→ **Ejercicios propuestos**
• a. En el fragmento sobre la sociedad de la decepción, convierte en una lista breve el párrafo que empieza con "Efectivamente. El otro gran fenómeno". Conserva sus datos principales.
• b. Indica si cada afirmación coincide con el fragmento sobre la sociedad de la decepción. Responde sí o no y cita las palabras del texto que lo deciden. (i) Solo el 20 por ciento de los franceses dice rezar habitualmente. (ii) La religión impidió siempre las angustias de la amargura. (iii) La idea de sociedad de la decepción no supone una época de desmoralización infinita.
• c. Escribe la continuación del fragmento sobre la sociedad de la decepción a partir de su última frase.

→ **Fragmento proporcionado**
>>>>>

Para combatir la decepción, las sociedades tradicionales tenían el consuelo religioso; las hipermodernas utilizan la incitación a consumir
Según eso, ¿no será la sociedad de la decepción la cabeza de puente del desencanto moderno del mundo?
Efectivamente. El otro gran fenómeno en el que se basa el concepto de civilización decepcionante es la desregulación y el debilitamiento de los dispositivos de la socialización religiosa en las sociedades hiperindividualistas. Es sabido que la religión no ha impedido jamás las angustias de la amargura, pero nadie negará que, en su momento de preponderancia, consiguió crear un refugio, un puerto de acogida, un sostén sólido para las penalidades de la existencia. Aunque la fe en Dios no desaparezca, todo indica que la religión ya no tiene la misma capacidad consoladora. Sólo el 18 por ciento de los franceses cree “totalmente” en el cielo y el 29 por ciento, en la vida eterna; sólo dice rezar habitualmente el 20 por ciento; la costumbre de rezar habitualmente en la franja de los 18-24 años ha bajado al 10 por ciento. Ante la decepción los individuos no disponen ya de hábitos religiosos ni de creencias “llaves en mano” capaces de aliviar sus dolores y resentimientos.
Hoy cada cual ha de buscar su propia tabla de salvación, con decrecientes ayudas y consuelos por parte de la relación con lo sagrado. La sociedad hipermoderna es la que multiplica las ocasiones de experimentar decepción sin ofrecer ya dispositivos “institucionalizados” para remediarlo. Pero evitemos un malentendido: con la idea de sociedad de la decepción no estoy sugiriendo una época de desmoralización infinita. Aunque abundan las frustraciones, tampoco faltan razones para esperar.

<<<<<

Datos de máscaras de segmentación:

>>>>>

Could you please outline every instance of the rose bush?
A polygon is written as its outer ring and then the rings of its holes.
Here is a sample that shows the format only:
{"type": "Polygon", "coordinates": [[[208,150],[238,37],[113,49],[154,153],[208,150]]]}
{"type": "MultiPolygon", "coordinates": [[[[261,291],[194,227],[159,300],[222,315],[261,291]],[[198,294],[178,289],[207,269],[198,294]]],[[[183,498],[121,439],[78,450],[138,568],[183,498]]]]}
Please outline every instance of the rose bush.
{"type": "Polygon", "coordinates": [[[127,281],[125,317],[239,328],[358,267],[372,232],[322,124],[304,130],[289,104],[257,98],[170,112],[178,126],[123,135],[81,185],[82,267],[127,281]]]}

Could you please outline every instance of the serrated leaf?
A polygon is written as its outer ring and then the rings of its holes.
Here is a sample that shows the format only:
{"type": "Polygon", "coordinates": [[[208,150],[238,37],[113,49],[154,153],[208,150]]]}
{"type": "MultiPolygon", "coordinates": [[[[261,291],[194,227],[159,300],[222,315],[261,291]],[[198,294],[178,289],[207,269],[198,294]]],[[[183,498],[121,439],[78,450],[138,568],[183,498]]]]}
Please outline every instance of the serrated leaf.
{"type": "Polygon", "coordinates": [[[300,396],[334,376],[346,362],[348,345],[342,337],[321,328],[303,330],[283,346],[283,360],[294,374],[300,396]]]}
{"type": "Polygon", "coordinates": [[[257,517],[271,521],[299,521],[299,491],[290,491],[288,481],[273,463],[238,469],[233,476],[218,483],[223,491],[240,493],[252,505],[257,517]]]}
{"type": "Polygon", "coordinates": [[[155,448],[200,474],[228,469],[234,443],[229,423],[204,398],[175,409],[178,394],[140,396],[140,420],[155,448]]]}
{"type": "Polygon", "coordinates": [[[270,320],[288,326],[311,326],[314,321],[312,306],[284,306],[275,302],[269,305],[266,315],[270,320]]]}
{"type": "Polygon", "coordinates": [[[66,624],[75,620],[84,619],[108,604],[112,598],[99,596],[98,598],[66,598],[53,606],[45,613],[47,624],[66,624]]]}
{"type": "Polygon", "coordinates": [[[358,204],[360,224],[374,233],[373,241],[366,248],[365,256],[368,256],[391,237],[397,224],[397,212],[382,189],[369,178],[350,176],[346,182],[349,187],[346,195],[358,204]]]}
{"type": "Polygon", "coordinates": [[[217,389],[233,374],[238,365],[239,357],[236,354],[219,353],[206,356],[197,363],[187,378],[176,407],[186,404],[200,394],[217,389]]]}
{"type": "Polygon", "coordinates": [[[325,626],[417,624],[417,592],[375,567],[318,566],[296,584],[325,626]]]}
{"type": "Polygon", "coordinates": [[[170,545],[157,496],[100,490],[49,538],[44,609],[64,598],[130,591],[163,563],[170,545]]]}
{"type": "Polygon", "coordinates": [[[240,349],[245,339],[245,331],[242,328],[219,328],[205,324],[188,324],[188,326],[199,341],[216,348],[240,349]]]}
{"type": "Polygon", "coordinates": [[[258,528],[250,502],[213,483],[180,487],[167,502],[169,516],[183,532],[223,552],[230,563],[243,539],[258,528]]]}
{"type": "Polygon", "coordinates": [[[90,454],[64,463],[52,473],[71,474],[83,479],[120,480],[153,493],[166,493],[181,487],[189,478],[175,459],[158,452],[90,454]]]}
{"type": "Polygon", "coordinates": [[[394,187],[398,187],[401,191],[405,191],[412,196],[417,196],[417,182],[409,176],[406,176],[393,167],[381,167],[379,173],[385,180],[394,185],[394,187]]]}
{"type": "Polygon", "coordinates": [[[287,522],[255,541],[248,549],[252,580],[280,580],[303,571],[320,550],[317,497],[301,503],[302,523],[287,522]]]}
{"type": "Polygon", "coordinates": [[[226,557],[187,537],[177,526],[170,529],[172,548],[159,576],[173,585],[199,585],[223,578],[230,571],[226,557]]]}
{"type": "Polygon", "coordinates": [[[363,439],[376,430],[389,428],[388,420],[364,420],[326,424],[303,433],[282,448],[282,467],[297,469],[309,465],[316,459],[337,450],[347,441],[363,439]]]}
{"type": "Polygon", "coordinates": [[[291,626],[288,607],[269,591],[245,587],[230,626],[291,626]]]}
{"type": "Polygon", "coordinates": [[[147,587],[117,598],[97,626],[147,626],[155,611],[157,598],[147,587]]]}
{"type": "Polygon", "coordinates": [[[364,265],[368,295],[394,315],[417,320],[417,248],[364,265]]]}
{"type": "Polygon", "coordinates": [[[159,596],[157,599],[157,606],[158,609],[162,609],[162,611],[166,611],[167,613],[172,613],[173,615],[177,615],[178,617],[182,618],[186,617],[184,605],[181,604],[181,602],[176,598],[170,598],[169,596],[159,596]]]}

<<<<<

→ **Resultados del ejercicio**
• a.
- La civilización decepcionante también se basa en la desregulación y el debilitamiento de la socialización religiosa en las sociedades hiperindividualistas.
- La religión nunca impidió la amargura. Aun así, en su época de preponderancia ofreció refugio y sostén ante las penalidades de la existencia.
- La fe en Dios no desaparece, pero la religión ha perdido capacidad consoladora.
- Solo el 18 % de los franceses cree "totalmente" en el cielo y el 29 % en la vida eterna. Solo el 20 % reza habitualmente, y entre los 18 y los 24 años esa cifra baja al 10 %.
- Ante la decepción, los individuos ya no cuentan con hábitos ni creencias religiosas que alivien sus dolores y resentimientos.

• b.
(i) Sí: "sólo dice rezar habitualmente el 20 por ciento".
(ii) No: "la religión no ha impedido jamás las angustias de la amargura".
(iii) Sí: "no estoy sugiriendo una época de desmoralización infinita".

• c.
La desagradable experiencia de la desilusión se difunde sobre el telón de fondo de una cultura desbordante de proyectos y placeres cotidianos. Cuanto más se multiplican las vivencias decepcionantes, más numerosas son las invitaciones a no quedarse quietos y las ocasiones de distraerse y gozar. Para combatir la decepción, las sociedades tradicionales tenían el consuelo religioso; las sociedades hipermodernas utilizan de cortafuegos la incitación incesante a consumir, a gozar, a cambiar. Tras las “técnicas” reguladas colectivamente por el mundo de la religión han llegado las “medicaciones” diversificadas y desreguladas del universo individualista en régimen de autoservicio. [...]
En las sociedades antiguas, los individuos vivían en armonía con su condición social y no deseaban más que lo que podían esperar legítimamente: en consecuencia, las decepciones y las insatisfacciones no pasaban de cierto umbral. Muy distintas son las sociedades modernas, en las que los individuos ya no saben qué es posible y qué no, qué aspiraciones son legítimas y cuáles excesivas: “soñamos con lo imposible”. Al no estar ya sujetos por normas sociales estrictas, los apetitos se disparan, los individuos ya no están dispuestos a resignarse como antes y ya no se contentan con su suerte. Todos quieren superar la situación en que se encuentran, conocer goces y sensaciones renovadas. Al buscar la felicidad cada vez más lejos, al exigir siempre más, el individuo queda indefenso ante las amarguras del presente y ante los sueños incumplidos.